Referring expression data

++++

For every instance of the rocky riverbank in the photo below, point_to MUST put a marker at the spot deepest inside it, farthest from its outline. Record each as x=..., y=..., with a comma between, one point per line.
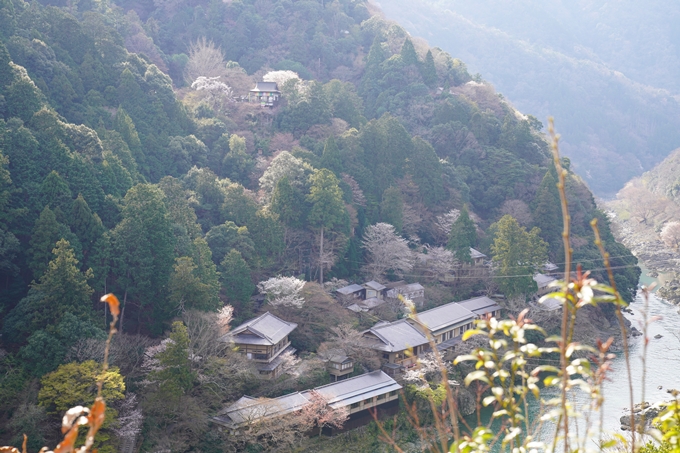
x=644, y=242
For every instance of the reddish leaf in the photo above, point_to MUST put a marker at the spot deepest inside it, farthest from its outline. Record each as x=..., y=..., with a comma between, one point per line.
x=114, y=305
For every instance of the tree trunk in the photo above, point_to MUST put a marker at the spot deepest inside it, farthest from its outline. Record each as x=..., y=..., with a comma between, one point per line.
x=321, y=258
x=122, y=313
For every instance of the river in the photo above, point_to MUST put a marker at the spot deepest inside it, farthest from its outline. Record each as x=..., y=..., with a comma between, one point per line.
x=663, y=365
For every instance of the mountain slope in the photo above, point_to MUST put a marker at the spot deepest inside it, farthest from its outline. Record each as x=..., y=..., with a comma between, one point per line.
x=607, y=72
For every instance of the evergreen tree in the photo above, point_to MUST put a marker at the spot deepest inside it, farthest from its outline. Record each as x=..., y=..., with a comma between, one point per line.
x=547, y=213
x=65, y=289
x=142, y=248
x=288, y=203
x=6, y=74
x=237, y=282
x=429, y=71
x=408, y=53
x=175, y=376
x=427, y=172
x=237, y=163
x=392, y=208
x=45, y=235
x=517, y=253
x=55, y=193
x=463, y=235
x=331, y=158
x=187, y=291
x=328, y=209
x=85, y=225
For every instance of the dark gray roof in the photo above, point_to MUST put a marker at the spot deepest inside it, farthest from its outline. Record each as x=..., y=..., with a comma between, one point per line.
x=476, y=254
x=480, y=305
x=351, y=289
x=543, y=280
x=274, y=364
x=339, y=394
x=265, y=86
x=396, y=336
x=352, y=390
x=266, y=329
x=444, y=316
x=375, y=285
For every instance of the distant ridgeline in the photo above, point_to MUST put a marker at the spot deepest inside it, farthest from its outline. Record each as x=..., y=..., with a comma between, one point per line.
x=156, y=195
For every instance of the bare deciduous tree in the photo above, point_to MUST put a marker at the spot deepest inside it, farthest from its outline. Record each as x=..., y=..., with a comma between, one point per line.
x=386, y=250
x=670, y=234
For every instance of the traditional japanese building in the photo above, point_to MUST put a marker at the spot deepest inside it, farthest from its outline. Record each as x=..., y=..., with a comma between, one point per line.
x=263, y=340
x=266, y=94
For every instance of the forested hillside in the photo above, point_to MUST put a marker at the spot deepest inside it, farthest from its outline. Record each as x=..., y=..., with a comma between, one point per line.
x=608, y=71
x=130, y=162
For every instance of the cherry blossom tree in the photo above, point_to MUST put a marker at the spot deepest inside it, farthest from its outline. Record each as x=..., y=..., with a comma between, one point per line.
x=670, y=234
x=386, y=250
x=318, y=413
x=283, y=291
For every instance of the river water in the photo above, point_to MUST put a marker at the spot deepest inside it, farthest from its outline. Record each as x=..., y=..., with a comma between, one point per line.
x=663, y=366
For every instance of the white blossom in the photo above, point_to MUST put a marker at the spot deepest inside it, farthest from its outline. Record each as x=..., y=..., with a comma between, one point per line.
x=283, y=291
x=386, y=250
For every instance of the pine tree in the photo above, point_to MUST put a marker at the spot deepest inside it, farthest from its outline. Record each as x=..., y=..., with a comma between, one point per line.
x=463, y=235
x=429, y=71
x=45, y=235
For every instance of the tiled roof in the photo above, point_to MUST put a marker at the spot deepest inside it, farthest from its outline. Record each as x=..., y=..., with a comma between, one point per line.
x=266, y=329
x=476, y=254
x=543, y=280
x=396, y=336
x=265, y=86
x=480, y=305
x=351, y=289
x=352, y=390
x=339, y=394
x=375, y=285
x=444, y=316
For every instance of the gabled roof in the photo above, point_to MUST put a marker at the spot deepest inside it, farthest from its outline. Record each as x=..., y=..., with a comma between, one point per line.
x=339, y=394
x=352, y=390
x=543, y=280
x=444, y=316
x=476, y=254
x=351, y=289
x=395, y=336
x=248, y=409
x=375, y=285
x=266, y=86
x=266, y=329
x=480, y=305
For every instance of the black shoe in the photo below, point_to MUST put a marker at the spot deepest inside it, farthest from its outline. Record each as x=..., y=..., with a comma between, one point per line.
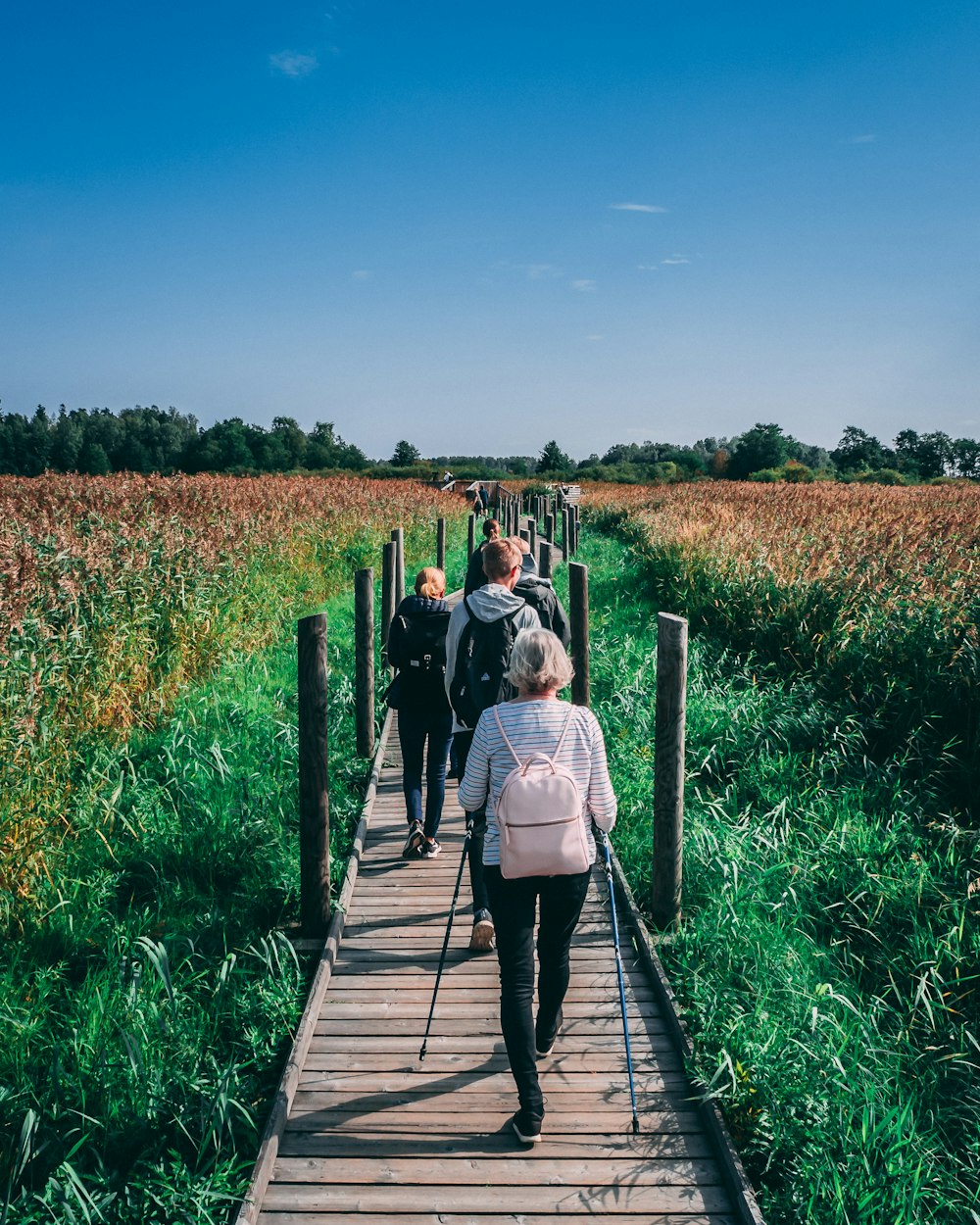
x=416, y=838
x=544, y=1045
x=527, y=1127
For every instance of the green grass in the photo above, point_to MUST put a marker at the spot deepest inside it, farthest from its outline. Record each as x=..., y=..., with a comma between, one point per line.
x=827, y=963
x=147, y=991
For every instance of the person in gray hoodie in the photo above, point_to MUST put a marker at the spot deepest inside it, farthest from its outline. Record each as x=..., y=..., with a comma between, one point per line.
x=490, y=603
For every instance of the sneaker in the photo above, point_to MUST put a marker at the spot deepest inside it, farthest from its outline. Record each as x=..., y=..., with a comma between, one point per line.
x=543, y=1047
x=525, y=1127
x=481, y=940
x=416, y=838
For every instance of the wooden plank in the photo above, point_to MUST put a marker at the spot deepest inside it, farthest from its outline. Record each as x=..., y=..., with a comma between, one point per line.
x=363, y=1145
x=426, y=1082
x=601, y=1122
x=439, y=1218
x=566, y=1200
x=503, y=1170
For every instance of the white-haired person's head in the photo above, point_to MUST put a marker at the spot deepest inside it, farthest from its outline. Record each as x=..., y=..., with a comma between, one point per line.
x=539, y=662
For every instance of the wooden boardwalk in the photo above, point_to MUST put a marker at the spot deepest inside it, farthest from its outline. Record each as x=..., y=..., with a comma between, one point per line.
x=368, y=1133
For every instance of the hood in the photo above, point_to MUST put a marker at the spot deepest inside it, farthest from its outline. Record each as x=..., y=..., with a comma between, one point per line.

++++

Please output the data above exactly as given, omitting every picture.

» Result of this exercise
For every instance of the rocky riverbank in the photo below, point_to MUST put a marker at the spot deepest inside it, farthest from its outline. Record each as x=..., y=..., with a comma between, one point per line.
x=644, y=242
For every instance of the reddish leaf in the photo above, point_to MUST put a marker at the spot deepest inside it, farthest from its outline. Record each as x=..., y=..., with a comma between, one point per line.
x=114, y=305
For every instance of the tree trunk in the photo above, point_to MUST put a marker at the spot deepest inside it, farthest from its outline. Record each as x=..., y=..., with a comma between, one point per line.
x=321, y=258
x=122, y=313
For every instance of the river in the photo above, point_to MUST put a marker at the spot deepest inside it, farthest from its outline. Record each as x=..., y=..., with a comma between, one point per line.
x=663, y=365
For every instance of the mountain slope in the photo above, point_to MUST put a marker at the spot deepest inside it, farthest from its outline. Record each as x=..., y=..., with a comma between, one point per line.
x=607, y=72
For every instance of the evergreen tree in the photo above, point_to MUST put a marker at the spot deepest inside it, farthest from its outline. Record each as x=..., y=..., with a comma between, one point per line.
x=547, y=213
x=65, y=289
x=142, y=248
x=288, y=203
x=6, y=74
x=237, y=282
x=429, y=71
x=408, y=53
x=175, y=376
x=427, y=172
x=237, y=163
x=392, y=208
x=45, y=235
x=517, y=253
x=55, y=193
x=463, y=235
x=331, y=158
x=187, y=291
x=328, y=209
x=85, y=225
For every instance of the dark gray roof in the photo above, point_to MUST put a marker at the spot deepest inside it, farthest from its outline. Record each as x=..., y=..., with a comma between, one point per line.
x=476, y=254
x=480, y=305
x=351, y=289
x=543, y=280
x=274, y=364
x=339, y=394
x=265, y=86
x=396, y=336
x=352, y=390
x=266, y=329
x=444, y=316
x=375, y=285
For every instance of the distant ridgeline in the photo above, point_to MUST put a marker at the spot deepest inside it, farthest from its outline. Record each as x=..., y=..., with a comma between, one point per line.
x=156, y=195
For every instance of the bare deciduous tree in the photo above, point_to MUST put a marker at the spot deepest inside it, farthest from its outline. Record each as x=..., y=..., with a comma between, one point per line.
x=386, y=250
x=670, y=234
For every instance of the traditional japanese building in the photo above, point_to MUST put a marker at the spot deepest inside it, farthest from its outline. Record each as x=..., y=..., with a comma between, one point per line.
x=263, y=340
x=266, y=94
For every instance of the forested hillside in the photo above, point_to MUST put a marker at the spot deepest inside it, farthest from its outline. Record each as x=..., y=..., with a comma between, one point per line.
x=608, y=71
x=130, y=162
For every instance of the cherry blossom tree in the photo above, point_to MUST put a marker at the spot deepest inside it, farthest from its outline. Record each as x=..., y=..., with a comma between, one point per line.
x=670, y=234
x=386, y=250
x=318, y=413
x=283, y=291
For every instance of the river water in the photo above, point_to MUST put a marker at the spot deepest inside it, farthest from its outline. Record each as x=..., y=..., with a comma between, one point per line.
x=663, y=366
For every instance of the white blossom in the photo above, point_to MUST put a marker at the spot deepest inside it, farthest from its outline. Record each as x=..., y=..., with a comma between, one point per line.
x=283, y=291
x=386, y=250
For every instance of the pine tree in the photo above, point_to MUST put a marker at the spot deepest inside it, farthest from its outline. Record each as x=..., y=..., with a comma between, one point per line.
x=463, y=235
x=429, y=71
x=45, y=235
For every instance of the tiled roof in the photo above, point_to MUST put a marker at the spot deepest inside it, farthest from its outline. Record each as x=..., y=..., with a comma between, one point per line.
x=266, y=329
x=476, y=254
x=543, y=280
x=396, y=336
x=265, y=86
x=480, y=305
x=351, y=289
x=352, y=390
x=339, y=394
x=375, y=285
x=444, y=316
For every instance of the gabled roof in the photo above, point_to MUST put a marker at the spot deepest inside it, farthest from its outline. Record each as x=..., y=..., with a comma between, one point per line.
x=339, y=394
x=352, y=390
x=543, y=280
x=444, y=316
x=476, y=254
x=351, y=289
x=395, y=336
x=248, y=409
x=375, y=285
x=266, y=86
x=266, y=329
x=480, y=305
For every instance of the black shoe in the photo below, point_to MUST put a marker at the spot deepest inside it, farthest from its outline. Record each as x=..., y=..., with a comma between, one point per line.
x=416, y=838
x=544, y=1045
x=527, y=1127
For every instance of the green grass in the photo above, point_to MUST put a marker at the spot deepest inside it, farthest from its outline. Record each as x=..., y=..., with a comma between, one point per line.
x=827, y=963
x=147, y=991
For every instance of the person in gray hoodie in the photo above, point_to MUST put a marker at the spot deepest inside it, farthest from its outline. Record each as x=..., y=..., with a comma between, one point per line.
x=490, y=603
For every instance of the sneaker in the photo above, point_to MUST put a marker at the spot deepest inside it, farthest from its outline. Record each as x=..., y=..., with a comma between, one point per line.
x=543, y=1047
x=525, y=1127
x=481, y=940
x=416, y=838
For every instance of the wooden plank in the photo above, point_to MUST put a marker at the spot deepest inside it, farthest from its outline. Record each as x=..., y=..., with a comma between, one point per line.
x=363, y=1145
x=426, y=1082
x=601, y=1122
x=439, y=1218
x=566, y=1200
x=503, y=1170
For every instance of the white-haired person's head in the photo above, point_to MUST put a marker at the spot deepest inside it, farthest from its outline. Record each as x=..., y=..., with a comma between, one point per line.
x=539, y=662
For every instance of the wooden boardwalk in the photo above, point_to MUST put a marker at the spot deepest inside it, farthest from its outline. Record each as x=..., y=..., with a comma between, one point per line.
x=368, y=1133
For every instance of the hood in the photo above, point_to MUST put a marker at the spot deepest inside it, farthest from its outline. Record each as x=..., y=..., with a comma between, one point per line.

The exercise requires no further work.